WRITTEN PROBLEM
Omit every picture while repeating the entries exactly.

MATERIAL FOR THE TASK
########################################
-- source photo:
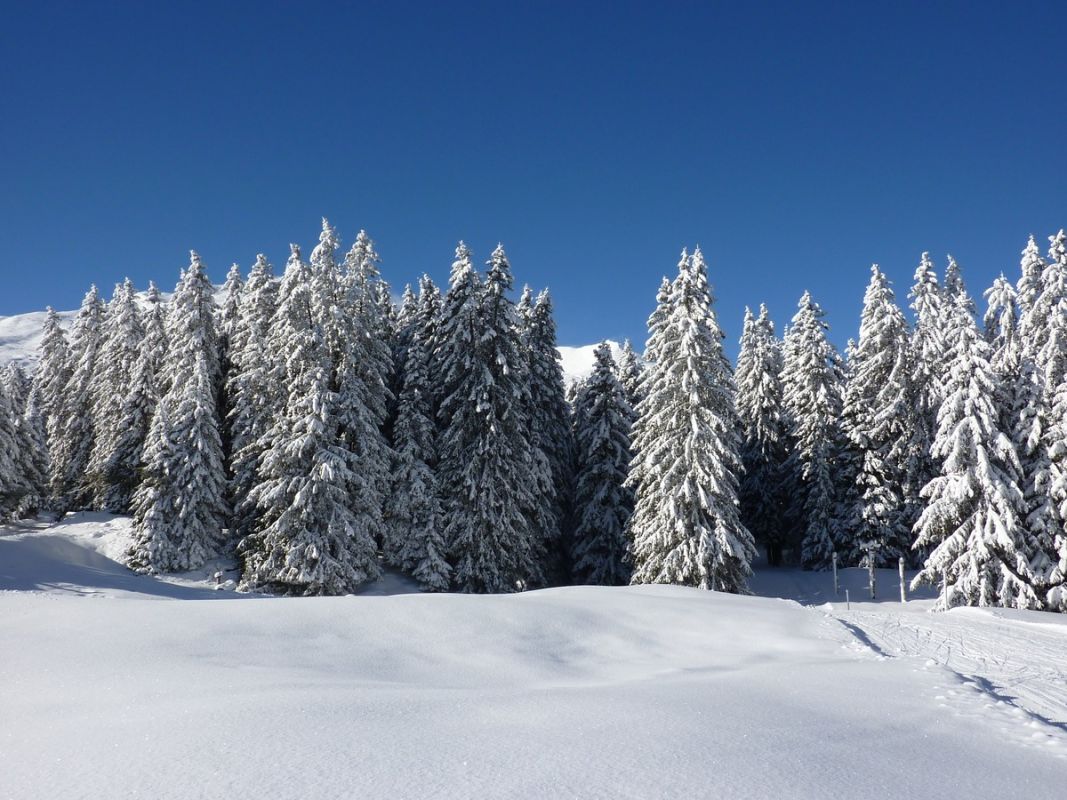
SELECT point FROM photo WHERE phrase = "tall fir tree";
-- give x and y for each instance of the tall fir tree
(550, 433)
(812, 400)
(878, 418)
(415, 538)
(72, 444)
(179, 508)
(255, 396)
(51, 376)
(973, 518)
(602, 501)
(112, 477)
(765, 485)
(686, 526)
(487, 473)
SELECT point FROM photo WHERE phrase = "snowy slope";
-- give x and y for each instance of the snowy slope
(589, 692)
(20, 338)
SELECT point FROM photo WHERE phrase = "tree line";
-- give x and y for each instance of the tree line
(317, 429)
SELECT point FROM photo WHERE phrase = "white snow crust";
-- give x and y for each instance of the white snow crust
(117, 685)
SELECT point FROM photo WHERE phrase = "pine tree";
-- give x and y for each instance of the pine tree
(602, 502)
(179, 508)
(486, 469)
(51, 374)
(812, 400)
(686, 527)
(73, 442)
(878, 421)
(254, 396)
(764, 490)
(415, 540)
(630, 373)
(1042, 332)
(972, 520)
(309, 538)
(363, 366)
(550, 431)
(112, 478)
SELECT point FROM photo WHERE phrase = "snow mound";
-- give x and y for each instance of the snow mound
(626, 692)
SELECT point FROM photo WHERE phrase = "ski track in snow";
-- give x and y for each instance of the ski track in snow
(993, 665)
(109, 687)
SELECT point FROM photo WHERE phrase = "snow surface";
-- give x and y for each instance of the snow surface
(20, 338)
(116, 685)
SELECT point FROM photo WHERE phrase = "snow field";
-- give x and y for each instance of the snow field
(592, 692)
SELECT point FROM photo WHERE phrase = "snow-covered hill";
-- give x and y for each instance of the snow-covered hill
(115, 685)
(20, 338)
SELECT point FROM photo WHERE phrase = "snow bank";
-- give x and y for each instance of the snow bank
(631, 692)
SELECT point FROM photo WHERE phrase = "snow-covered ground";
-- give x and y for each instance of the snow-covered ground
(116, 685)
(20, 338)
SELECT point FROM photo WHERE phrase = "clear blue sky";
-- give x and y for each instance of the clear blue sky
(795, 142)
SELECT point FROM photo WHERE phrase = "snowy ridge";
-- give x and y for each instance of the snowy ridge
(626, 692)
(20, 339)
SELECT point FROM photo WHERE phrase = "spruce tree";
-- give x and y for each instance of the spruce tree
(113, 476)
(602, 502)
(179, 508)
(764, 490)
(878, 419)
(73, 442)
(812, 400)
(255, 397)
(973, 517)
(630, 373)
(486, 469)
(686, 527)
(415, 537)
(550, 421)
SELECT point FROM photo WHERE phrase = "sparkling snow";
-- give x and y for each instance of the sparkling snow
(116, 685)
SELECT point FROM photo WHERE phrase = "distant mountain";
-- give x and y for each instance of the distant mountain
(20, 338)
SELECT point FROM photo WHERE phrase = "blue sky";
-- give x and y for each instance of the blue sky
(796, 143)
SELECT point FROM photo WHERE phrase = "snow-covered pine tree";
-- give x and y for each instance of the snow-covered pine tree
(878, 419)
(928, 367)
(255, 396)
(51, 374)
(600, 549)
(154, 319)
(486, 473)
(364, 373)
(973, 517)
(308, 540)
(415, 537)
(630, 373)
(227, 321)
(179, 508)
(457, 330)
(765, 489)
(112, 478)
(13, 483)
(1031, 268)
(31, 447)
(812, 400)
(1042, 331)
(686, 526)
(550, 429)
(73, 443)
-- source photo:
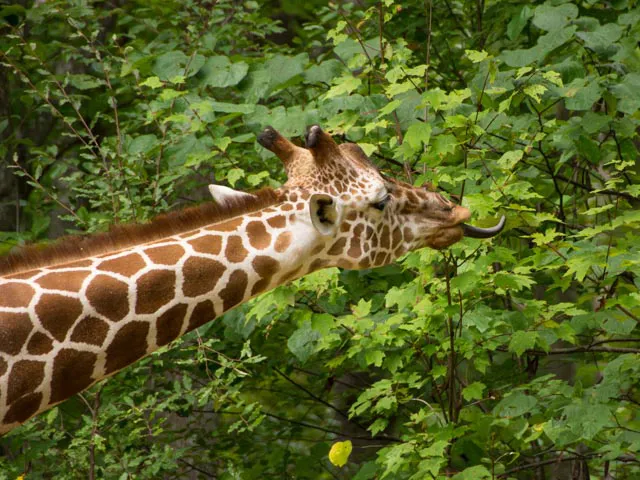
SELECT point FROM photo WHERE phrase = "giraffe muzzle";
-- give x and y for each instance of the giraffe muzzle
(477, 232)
########################################
SOLVED EXERCISE
-- source photo:
SELECT point FROM photo WHERE phrase = "tall fir tree";
-- give x and y for each instance of the tall fir tree
(550, 433)
(812, 400)
(878, 418)
(415, 538)
(72, 444)
(179, 508)
(255, 396)
(51, 376)
(973, 518)
(602, 501)
(112, 477)
(765, 485)
(686, 526)
(487, 473)
SELECT point FROM photo WHERE phrase = "snowy slope";
-- give x and y for each instance of the snowy slope
(589, 692)
(20, 338)
SELECT point FROM photo WHERE phrase = "tree line";
-- give x and y for each instance of the tree line
(317, 429)
SELECT point FROM photo WHERE phrase = "white snow crust";
-- give x and y for each instance of the white snow crust
(117, 685)
SELECT point FROM photo WHERE phrase = "pine tree";
-- give x and y for each instance of the pine tree
(602, 502)
(179, 508)
(486, 469)
(51, 374)
(812, 400)
(686, 527)
(73, 442)
(878, 421)
(254, 396)
(764, 490)
(415, 540)
(630, 373)
(1042, 332)
(972, 520)
(309, 538)
(363, 366)
(550, 431)
(112, 478)
SELECT point FROM photo WHERE phrase = "snow mound";
-- give x and y for each instance of the snow mound
(626, 692)
SELECT point FROM photo WHERE phrase = "ski track in snow";
-- give x and y for each instance of the ski track in snow
(993, 665)
(109, 687)
SELECT point FROM photo WHERE phrase = "snow surface";
-- give x and y for each instance of the snow surface
(20, 338)
(116, 685)
SELECT point FROM photo WHERE phrase = "snow field";
-- give x and y for each instance of the snow field
(592, 692)
SELECT point FROM photo WHERE phrase = "snow-covered hill";
-- give x and y for each instance of the snow-covered hill
(115, 685)
(20, 338)
SELECT point FROM photo WHERE phrase = "snow bank";
-- give x and y for each instance of the snow bank
(631, 692)
SELECT point FROM photo WHERE phrase = "snow-covered ground";
-- give x and y for each instance of the snow-covered ground
(116, 685)
(20, 338)
SELECT point FROM photo WHERE phrase = "clear blue sky";
-- give x and y for each instance of the clear blue sky
(795, 142)
SELECT point FROM photo WHERE phrase = "snowy ridge";
-- give x and y for each instance of the snowy ridge
(626, 692)
(20, 339)
SELECT point FROM photo WHERE phrase = "spruce tree";
-- give x and y for each instance of the spruce tree
(113, 476)
(602, 502)
(179, 508)
(764, 490)
(878, 419)
(73, 442)
(812, 400)
(255, 397)
(973, 517)
(630, 373)
(486, 469)
(686, 527)
(415, 537)
(550, 421)
SELECT point FROM photo WHERE phrase = "sparkling snow";
-- give x and y for each instance of the sparkling snow
(116, 685)
SELECT point FROM photo WHERE phrase = "distant mountain";
-- give x and y for each instance of the distant mountain
(20, 338)
SELECT point FROM photo WHERE phrase = "blue sky";
-- give x and y for each instance of the blue sky
(796, 143)
SELECT point FROM photo WHERE phrase = "snow-covered pine tree";
-- give x and y for each instance of the snow-covered pine tree
(878, 419)
(928, 367)
(255, 396)
(51, 374)
(600, 549)
(154, 319)
(486, 473)
(364, 373)
(973, 517)
(308, 540)
(415, 537)
(630, 373)
(227, 321)
(179, 508)
(457, 330)
(765, 489)
(112, 478)
(13, 483)
(1031, 268)
(31, 447)
(812, 400)
(1042, 331)
(686, 526)
(550, 429)
(73, 443)
-- source photo:
SELECT point FROM photo WHERE phrase = "giraffe muzzle";
-- give x and y for each instance of the giraffe muzzle
(477, 232)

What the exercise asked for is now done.